EXERCISE DESCRIPTION – Can you update the records below, from the line containing "Quick question — can you spot any dry" through the end of the records, by replacing "bounding box" with "enclosing box" and leaving everything else unchanged, then give that stretch again?

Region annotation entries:
◆ ◆ ◆ ◆ ◆ ◆ ◆

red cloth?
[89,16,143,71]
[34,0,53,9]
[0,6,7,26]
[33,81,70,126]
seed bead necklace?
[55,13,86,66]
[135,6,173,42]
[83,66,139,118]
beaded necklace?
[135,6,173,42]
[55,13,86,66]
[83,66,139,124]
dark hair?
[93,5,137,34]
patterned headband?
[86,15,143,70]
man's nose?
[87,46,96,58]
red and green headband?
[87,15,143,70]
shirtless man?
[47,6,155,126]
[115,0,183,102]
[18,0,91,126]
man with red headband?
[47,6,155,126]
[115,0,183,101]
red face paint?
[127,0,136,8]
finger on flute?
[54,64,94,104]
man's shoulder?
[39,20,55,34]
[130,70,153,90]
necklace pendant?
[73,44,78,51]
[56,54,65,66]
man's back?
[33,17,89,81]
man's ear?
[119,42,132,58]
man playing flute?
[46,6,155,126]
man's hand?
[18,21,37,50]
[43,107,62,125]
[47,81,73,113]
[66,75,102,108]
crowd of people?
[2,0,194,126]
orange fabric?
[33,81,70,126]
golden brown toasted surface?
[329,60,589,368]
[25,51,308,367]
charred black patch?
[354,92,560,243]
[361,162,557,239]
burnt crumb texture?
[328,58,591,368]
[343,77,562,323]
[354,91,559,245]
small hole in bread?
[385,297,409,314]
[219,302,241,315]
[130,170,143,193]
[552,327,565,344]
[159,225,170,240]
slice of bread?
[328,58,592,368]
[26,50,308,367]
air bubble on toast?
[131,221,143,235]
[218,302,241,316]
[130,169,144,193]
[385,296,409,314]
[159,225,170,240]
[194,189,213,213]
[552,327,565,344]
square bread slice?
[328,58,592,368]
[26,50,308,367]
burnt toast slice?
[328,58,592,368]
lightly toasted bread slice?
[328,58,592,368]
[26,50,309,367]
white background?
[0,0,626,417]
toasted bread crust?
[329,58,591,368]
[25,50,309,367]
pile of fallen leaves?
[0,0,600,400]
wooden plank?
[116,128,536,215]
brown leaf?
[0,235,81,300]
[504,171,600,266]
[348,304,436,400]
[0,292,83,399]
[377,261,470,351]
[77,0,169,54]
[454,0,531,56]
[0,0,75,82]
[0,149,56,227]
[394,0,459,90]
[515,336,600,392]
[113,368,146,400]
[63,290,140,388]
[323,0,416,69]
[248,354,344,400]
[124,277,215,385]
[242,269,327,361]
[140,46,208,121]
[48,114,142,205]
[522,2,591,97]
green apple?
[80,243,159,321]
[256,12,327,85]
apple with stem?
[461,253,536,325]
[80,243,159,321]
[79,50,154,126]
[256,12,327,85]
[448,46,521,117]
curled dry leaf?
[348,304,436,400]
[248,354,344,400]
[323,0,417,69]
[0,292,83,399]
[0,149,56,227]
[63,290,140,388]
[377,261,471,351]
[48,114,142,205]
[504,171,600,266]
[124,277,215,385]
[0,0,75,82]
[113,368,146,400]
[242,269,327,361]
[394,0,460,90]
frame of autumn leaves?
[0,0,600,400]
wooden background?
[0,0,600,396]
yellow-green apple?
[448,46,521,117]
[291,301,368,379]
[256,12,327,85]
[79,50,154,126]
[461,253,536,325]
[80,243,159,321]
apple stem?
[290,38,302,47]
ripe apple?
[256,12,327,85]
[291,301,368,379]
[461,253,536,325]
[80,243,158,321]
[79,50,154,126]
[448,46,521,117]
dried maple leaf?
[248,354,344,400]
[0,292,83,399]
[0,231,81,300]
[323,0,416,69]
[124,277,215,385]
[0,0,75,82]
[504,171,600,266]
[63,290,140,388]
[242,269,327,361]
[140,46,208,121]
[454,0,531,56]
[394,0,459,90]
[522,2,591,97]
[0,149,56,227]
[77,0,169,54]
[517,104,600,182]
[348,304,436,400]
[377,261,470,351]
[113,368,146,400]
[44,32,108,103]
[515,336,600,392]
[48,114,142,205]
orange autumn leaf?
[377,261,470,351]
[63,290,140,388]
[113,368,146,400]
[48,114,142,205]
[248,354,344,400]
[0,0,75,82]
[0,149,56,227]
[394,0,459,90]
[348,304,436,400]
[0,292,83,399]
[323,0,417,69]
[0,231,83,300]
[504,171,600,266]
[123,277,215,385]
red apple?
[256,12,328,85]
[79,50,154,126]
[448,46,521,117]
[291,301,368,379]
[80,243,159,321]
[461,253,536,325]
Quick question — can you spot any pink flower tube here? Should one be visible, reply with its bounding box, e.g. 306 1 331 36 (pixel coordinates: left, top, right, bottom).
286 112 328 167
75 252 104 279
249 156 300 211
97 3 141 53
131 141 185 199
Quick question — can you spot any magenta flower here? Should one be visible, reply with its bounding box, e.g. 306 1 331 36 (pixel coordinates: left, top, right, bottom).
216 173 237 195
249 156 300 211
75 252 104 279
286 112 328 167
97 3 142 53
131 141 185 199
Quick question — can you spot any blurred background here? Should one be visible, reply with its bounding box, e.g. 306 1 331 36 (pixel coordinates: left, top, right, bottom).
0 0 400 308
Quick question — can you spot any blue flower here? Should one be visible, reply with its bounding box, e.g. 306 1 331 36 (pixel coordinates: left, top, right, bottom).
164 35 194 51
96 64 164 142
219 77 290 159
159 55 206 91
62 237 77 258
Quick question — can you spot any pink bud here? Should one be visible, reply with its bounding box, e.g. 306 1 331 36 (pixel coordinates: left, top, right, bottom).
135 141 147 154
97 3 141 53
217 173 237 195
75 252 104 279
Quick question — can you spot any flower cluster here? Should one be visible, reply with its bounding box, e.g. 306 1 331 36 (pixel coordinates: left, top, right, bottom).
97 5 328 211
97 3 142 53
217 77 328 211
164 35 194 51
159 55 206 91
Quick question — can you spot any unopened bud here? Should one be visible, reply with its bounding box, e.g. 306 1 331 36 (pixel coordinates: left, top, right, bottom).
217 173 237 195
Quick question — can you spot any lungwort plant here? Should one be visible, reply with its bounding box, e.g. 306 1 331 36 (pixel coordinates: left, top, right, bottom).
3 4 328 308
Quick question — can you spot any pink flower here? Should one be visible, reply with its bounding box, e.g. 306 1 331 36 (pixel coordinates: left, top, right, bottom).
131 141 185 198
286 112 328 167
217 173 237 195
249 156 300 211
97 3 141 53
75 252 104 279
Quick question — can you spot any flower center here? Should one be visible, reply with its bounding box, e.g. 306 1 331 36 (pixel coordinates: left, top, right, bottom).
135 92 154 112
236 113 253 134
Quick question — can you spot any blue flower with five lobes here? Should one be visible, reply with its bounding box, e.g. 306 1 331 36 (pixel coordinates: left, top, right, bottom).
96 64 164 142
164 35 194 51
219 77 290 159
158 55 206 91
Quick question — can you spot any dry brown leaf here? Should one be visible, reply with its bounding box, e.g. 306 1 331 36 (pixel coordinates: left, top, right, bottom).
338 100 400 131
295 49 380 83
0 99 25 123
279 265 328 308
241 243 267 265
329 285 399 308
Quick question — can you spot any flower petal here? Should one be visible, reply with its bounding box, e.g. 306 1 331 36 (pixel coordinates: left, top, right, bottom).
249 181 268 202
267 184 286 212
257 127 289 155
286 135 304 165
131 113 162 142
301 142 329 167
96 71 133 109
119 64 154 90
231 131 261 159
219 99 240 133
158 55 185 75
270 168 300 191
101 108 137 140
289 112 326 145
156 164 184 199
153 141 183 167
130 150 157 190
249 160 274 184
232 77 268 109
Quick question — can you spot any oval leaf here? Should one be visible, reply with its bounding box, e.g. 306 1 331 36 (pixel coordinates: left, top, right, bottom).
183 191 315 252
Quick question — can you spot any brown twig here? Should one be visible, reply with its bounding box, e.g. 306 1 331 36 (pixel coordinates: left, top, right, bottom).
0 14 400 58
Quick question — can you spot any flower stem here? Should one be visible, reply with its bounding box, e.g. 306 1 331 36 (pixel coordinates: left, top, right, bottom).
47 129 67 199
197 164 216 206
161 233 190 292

◆ ◆ ◆ ◆ ◆ ◆ ◆

FINAL ANSWER –
Quick question — can you spot any dry brown leaf here? Should one be visible, reply with its enclosing box, e.g. 306 1 331 36 (pixel coordinates: left, top, right, bottom).
338 100 400 131
295 49 380 83
0 99 25 123
279 265 328 308
241 243 267 265
329 285 399 308
Quick question — can you spot any flower petal here? Should one be visible, reply with its enclosing box, e.g. 306 1 331 36 (pixel coordinates: left, top, right, bottom).
249 181 268 202
267 184 286 212
257 127 289 155
286 135 304 165
131 113 162 142
301 142 329 167
96 71 133 109
119 64 154 90
231 131 261 159
219 99 240 133
158 55 185 75
270 168 300 191
101 108 137 140
289 112 326 145
156 164 184 199
153 141 183 167
130 150 157 190
249 160 274 184
232 77 268 109
Quick question — can you spot any oval leaf here? Should one be visible, reply with its enclosing box, e.g. 306 1 331 36 (pixel coordinates: left, top, right, bottom).
183 191 315 252
Quick question — can you spot any brown twig here? Should one be visible, reply with its enclosing box, e.g. 306 1 331 36 (pixel coordinates: left, top, right, bottom).
0 14 400 58
Quick question — can you spot any flower stem here? Should one be visible, reply with its enclosing box, e.g. 306 1 331 36 (pixel coordinates: left, top, right, bottom).
47 129 67 199
197 164 216 206
161 233 190 292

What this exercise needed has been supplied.